— What the task asks —
Print the entries in full, word for word, but not the pictures.

— Supplied data —
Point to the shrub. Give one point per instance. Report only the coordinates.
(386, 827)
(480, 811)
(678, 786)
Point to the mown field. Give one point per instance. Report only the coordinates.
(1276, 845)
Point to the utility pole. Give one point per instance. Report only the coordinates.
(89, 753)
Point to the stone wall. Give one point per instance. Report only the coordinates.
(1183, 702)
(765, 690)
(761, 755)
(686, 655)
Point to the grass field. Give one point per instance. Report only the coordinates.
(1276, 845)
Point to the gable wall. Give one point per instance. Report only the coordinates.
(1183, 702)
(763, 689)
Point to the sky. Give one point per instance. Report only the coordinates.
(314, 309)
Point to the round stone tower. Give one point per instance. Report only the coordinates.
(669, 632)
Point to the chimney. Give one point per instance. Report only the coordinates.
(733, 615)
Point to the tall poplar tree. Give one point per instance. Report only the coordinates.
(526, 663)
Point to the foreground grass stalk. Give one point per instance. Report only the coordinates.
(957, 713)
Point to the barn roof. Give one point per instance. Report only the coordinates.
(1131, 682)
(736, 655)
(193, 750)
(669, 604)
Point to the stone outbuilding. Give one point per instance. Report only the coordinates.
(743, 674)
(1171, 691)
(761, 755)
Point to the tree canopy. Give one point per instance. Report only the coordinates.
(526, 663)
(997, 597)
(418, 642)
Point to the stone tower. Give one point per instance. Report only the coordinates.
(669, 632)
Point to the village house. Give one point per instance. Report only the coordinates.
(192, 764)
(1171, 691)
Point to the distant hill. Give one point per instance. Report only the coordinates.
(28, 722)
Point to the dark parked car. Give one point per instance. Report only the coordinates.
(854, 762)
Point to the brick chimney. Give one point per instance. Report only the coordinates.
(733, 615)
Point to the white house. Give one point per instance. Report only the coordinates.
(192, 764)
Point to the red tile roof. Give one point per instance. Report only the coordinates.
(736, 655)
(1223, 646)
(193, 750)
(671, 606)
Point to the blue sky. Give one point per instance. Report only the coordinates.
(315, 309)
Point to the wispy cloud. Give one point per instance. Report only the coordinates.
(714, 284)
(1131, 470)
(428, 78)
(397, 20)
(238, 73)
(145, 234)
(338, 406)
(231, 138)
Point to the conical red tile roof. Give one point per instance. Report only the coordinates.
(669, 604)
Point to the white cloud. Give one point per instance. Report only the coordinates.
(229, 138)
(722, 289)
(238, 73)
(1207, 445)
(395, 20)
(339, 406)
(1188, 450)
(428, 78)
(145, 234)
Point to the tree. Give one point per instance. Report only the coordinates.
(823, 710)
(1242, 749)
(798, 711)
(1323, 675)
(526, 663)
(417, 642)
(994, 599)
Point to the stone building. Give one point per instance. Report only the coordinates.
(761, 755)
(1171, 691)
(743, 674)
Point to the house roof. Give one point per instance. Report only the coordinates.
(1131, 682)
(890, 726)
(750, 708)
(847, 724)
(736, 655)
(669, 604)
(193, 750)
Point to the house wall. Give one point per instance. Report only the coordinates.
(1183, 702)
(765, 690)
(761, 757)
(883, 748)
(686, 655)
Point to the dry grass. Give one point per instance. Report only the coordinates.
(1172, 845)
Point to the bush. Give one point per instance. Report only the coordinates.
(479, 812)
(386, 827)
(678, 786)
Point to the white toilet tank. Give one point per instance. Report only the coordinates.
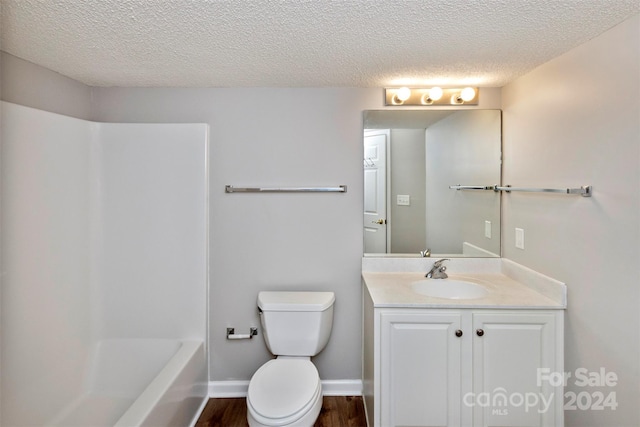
(296, 323)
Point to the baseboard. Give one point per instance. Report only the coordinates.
(219, 389)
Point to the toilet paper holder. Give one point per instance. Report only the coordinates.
(231, 334)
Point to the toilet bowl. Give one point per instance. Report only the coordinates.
(287, 391)
(284, 392)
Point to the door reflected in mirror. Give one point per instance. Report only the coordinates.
(411, 158)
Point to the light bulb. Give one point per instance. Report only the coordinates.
(403, 93)
(467, 94)
(435, 93)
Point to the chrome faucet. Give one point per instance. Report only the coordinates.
(438, 270)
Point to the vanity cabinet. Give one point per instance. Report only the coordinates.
(462, 367)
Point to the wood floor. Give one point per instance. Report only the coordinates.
(337, 411)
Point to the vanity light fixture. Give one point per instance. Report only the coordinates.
(405, 96)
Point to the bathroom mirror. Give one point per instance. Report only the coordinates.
(411, 158)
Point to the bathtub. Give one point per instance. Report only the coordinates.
(140, 382)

— Solution for this task —
Point to the shrub. Give one point per instance. Report only the coordinates.
(386, 827)
(480, 811)
(678, 786)
Point to the mown field. Give one point per instance. Report only the coordinates.
(1276, 845)
Point to the utility pole. Give one point per instance. Report only the coordinates.
(89, 753)
Point to the stone wall. Give one point per instance. Report only the coordinates.
(1183, 702)
(765, 690)
(761, 755)
(686, 655)
Point to the grass field. Give one point per instance. Report only the coordinates.
(1276, 845)
Point to the gable wall. Give one point per instance. Report only the coordinates.
(1183, 702)
(763, 689)
Point to the sky. Give one point per instance. Report only the coordinates.
(314, 309)
Point to the round stone tower. Give one point per instance. Report only the coordinates.
(669, 632)
Point to the chimney. Give one point per instance. Report only the coordinates.
(733, 615)
Point to the tall poplar tree. Give one point per instance. Report only the coordinates.
(526, 663)
Point to the foreground grass stalk. Give one point per instance. Report only the coordinates.
(957, 713)
Point to the barn roof. Give one point per instance. Report only the coordinates.
(1131, 682)
(736, 655)
(193, 750)
(669, 604)
Point to the stone outbuilding. Give one point per instance. Report only the coordinates.
(743, 674)
(1171, 691)
(761, 755)
Point to the tree canopy. Give one point per instance. Report only the coordinates.
(526, 663)
(997, 597)
(418, 642)
Point to the stone tower. Give one point per instance. Report only the coordinates.
(669, 632)
Point to the village house. Give one point per instance. Report only the coordinates.
(192, 764)
(1171, 691)
Point to the distant hill. Give one point per instance. Report only the coordinates.
(28, 722)
Point to the dark parked car. Give one point per instance. Report only the coordinates.
(854, 762)
Point to the brick chimney. Give one point per instance. Report only the coordinates.
(733, 615)
Point to the white house. Give one point per instance. Report only the coordinates.
(192, 764)
Point to the red tile roof. Give one point per instance. Report only the coordinates.
(736, 655)
(1223, 646)
(193, 750)
(671, 606)
Point to the blue sky. Give one point per instance. Report only the coordinates.
(315, 309)
Point to the wispy cloud. Give one point per instance. Report only the coordinates.
(714, 284)
(1131, 470)
(428, 78)
(397, 20)
(238, 73)
(145, 234)
(338, 406)
(231, 138)
Point to the conical red tile roof. Give one point per instance. Report only the coordinates.
(669, 604)
Point to the white cloud. Give one point per instance. Report only the coordinates.
(229, 138)
(722, 289)
(238, 73)
(1207, 445)
(395, 20)
(339, 406)
(1188, 450)
(428, 78)
(145, 234)
Point to the tree. Give one point per instance. Report only the coordinates.
(823, 710)
(1242, 749)
(798, 711)
(1323, 675)
(526, 663)
(417, 642)
(994, 599)
Point to the stone building. Give one point per instance. Report only the coordinates.
(761, 755)
(1171, 691)
(743, 674)
Point to the house roof. Give one point per instance. Report only the coordinates.
(1131, 682)
(890, 726)
(750, 708)
(847, 724)
(736, 655)
(669, 604)
(193, 750)
Point to the house wall. Give one point per instance. Report only the coordinates.
(1183, 702)
(765, 690)
(761, 757)
(883, 748)
(686, 655)
Point to the dry grass. Give one point per instance. Report only the coordinates.
(1172, 845)
Point to the bush. Give one point per instance. Report only the coordinates.
(479, 812)
(386, 827)
(678, 786)
Point to the white toilet tank. Give one point per instance. Report only the coordinates.
(296, 323)
Point to the baseboard. Give one point per instance. Report only the coordinates.
(219, 389)
Point to the toilet paper holder. Give one point per instance. Report only the coordinates.
(231, 334)
Point to the toilet bowl. Give one point per instance. Report only the coordinates.
(287, 391)
(284, 392)
Point to the door reflected in mirror. Give one point per instance. Report only the coordinates.
(411, 158)
Point to the light bulb. Give one point per instance. Report only the coordinates.
(403, 93)
(467, 94)
(435, 93)
Point to the chrome faucet. Give one point per instance. Report only the coordinates.
(438, 270)
Point to the vanity cabinet. Give one point per instance. Report only the coordinates.
(462, 367)
Point to the wood floor. Give one point per instance. Report only the coordinates.
(337, 411)
Point to the vanity light fixture. Give one point per instance. Report only the coordinates.
(405, 96)
Point to the bathroom mirror. Give one point per instance. Report only the coordinates.
(411, 158)
Point to the bathtub. Give one point per instance. Report only the coordinates.
(140, 382)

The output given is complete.